Dataset excerpts section start

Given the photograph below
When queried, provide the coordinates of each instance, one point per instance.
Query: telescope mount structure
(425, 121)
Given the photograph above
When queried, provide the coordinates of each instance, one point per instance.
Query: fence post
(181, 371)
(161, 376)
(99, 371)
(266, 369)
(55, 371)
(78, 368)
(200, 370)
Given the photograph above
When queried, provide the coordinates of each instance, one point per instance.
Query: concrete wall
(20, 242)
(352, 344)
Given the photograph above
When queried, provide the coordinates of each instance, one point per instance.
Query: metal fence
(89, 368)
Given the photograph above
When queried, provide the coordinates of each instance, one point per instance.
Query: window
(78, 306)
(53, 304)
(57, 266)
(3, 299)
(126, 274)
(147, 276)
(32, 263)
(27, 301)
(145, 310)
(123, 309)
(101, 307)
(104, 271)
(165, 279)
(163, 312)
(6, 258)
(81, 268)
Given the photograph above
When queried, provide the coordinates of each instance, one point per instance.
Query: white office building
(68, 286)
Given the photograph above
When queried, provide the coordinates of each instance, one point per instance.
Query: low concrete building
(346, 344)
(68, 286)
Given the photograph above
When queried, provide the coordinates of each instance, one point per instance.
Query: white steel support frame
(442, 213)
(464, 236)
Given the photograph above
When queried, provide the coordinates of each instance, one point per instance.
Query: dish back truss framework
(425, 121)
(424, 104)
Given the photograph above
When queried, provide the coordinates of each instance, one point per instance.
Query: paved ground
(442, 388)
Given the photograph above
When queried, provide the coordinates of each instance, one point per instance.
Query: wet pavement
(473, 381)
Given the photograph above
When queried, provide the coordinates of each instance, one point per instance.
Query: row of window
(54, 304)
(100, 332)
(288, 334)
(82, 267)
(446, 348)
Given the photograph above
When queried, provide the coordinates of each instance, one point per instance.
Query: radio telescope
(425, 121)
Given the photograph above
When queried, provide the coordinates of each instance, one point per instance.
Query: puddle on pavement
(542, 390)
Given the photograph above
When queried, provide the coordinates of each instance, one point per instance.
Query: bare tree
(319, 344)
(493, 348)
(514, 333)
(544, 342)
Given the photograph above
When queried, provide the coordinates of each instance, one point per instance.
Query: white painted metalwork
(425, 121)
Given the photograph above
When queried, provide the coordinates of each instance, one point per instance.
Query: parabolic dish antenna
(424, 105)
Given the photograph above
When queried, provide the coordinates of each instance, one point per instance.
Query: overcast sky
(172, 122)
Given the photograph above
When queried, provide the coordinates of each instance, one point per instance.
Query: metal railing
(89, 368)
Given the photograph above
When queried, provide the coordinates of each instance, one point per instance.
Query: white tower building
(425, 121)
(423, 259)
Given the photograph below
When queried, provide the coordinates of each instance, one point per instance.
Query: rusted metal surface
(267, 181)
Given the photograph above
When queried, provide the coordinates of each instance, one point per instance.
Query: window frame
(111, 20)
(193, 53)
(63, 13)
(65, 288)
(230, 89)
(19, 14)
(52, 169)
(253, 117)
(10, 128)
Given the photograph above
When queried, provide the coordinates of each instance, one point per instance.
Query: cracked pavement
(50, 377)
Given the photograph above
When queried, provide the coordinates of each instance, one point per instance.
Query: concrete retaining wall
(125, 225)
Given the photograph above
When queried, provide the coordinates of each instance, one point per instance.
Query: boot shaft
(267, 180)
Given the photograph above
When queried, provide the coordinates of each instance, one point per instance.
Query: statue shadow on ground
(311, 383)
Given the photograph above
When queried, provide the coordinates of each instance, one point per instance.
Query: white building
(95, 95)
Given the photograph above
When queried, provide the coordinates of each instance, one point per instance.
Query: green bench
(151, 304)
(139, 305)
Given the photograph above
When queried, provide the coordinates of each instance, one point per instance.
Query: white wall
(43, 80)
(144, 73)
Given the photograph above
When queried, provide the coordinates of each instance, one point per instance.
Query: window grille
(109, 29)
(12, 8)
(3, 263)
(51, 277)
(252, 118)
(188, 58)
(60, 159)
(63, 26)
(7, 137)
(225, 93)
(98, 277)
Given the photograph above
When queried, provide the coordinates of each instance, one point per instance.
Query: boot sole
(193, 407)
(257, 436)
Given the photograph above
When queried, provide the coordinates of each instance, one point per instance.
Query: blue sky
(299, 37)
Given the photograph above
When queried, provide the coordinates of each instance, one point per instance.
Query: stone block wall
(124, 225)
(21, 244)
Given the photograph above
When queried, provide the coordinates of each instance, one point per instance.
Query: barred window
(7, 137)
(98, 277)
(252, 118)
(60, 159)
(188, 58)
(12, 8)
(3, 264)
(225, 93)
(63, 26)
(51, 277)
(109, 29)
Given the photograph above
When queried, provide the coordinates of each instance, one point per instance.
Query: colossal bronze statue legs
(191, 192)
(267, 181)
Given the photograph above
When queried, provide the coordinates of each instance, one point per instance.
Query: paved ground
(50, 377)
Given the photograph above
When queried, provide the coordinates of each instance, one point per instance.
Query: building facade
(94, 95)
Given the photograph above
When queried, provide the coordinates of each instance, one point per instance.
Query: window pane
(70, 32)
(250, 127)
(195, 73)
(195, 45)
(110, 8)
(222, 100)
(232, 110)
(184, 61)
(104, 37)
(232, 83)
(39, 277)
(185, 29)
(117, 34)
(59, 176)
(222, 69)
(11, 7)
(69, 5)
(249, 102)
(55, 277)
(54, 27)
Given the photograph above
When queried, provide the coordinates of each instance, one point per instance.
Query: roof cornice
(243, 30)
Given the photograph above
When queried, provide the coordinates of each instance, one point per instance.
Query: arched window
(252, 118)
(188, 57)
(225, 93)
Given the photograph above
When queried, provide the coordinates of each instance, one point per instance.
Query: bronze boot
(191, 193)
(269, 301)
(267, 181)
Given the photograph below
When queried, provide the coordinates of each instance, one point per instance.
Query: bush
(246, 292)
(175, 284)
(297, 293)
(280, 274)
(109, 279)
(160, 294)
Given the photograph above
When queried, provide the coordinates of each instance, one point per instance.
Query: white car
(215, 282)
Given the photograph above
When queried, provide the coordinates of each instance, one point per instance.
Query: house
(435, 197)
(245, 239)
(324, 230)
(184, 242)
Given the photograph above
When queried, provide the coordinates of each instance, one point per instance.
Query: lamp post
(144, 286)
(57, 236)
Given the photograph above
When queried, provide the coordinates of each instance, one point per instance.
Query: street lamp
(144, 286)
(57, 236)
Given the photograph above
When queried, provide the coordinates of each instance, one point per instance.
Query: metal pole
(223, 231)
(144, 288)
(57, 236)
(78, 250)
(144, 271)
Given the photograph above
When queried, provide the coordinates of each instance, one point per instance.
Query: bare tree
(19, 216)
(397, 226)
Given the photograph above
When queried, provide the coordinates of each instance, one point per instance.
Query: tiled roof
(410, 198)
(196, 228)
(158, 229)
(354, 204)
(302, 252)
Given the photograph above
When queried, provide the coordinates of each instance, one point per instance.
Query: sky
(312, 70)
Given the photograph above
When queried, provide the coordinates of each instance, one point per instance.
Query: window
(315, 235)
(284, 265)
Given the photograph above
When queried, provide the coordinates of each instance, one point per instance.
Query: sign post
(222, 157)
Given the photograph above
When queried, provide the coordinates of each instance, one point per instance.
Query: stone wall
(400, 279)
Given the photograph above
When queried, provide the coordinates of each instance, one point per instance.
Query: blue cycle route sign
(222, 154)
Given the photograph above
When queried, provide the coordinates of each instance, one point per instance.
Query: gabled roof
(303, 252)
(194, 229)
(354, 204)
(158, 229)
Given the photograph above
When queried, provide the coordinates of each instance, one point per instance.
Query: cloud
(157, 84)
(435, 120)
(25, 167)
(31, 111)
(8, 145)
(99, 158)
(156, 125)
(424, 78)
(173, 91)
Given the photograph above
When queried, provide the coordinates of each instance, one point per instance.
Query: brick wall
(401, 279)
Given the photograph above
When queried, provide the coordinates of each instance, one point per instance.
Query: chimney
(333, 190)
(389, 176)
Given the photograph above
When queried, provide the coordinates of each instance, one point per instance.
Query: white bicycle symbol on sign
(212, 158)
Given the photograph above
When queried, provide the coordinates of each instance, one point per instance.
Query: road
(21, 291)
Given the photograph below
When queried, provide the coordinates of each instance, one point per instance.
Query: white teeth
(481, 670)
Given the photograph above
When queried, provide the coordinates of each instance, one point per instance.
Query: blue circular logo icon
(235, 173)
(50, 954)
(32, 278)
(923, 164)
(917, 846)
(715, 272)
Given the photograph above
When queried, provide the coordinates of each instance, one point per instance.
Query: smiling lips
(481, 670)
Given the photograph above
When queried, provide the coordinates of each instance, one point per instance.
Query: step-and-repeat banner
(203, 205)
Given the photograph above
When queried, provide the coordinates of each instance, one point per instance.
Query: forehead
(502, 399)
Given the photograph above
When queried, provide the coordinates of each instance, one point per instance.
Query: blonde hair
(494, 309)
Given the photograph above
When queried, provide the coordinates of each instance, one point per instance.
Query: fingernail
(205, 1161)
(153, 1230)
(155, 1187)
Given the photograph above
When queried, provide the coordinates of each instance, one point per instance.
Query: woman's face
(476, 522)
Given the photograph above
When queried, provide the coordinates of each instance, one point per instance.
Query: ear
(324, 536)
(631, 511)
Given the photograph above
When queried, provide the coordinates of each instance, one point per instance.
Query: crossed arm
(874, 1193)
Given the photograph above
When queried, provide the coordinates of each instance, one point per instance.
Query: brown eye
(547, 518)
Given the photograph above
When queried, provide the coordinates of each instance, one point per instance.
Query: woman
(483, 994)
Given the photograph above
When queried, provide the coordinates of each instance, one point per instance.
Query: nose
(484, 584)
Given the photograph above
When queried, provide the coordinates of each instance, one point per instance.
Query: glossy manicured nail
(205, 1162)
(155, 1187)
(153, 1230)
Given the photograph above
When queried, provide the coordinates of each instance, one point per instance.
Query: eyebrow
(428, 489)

Dataset excerpts section end

§ **What is expected**: Exactly and only the lines from the one containing "Query: nose" through the end of the material are to be reproduced, both ends included.

§ **Solved problem**:
Query: nose
(484, 584)
Given the photograph above
When queried, provide the coordinates of each instance, one point per instance.
Query: glossy manicured nail
(205, 1162)
(155, 1187)
(153, 1230)
Given the photograph above
When queried, provide the coordinates of each instance, one point per instance.
Query: eyebrow
(428, 489)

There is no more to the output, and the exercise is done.